==== Provided material ====
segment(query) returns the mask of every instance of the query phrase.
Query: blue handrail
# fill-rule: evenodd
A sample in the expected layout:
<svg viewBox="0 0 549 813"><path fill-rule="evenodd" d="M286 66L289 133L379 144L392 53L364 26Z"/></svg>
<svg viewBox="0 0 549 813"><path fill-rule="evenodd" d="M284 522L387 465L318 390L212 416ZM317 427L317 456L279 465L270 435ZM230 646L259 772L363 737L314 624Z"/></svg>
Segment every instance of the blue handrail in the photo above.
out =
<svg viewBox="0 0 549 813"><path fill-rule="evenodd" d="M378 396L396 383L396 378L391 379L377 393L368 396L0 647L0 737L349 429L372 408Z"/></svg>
====
◆ Problem description
Reproduce the records above with "blue handrail" switched to "metal railing" wherever it occurs, leaving every other character unchanged.

◆ Finished task
segment(query) returns the mask of every instance of the query phrase.
Query: metal railing
# fill-rule: evenodd
A sample in the expected layout:
<svg viewBox="0 0 549 813"><path fill-rule="evenodd" d="M286 66L289 133L379 144L392 53L364 26Z"/></svg>
<svg viewBox="0 0 549 813"><path fill-rule="evenodd" d="M284 522L387 465L318 390L212 416ZM317 427L317 456L279 465L270 435ZM230 646L259 772L363 737L314 624Z"/></svg>
Segment every instance of the metal railing in the photo above.
out =
<svg viewBox="0 0 549 813"><path fill-rule="evenodd" d="M378 396L396 383L396 378L391 379L377 393L368 396L0 647L0 737L349 429L372 408Z"/></svg>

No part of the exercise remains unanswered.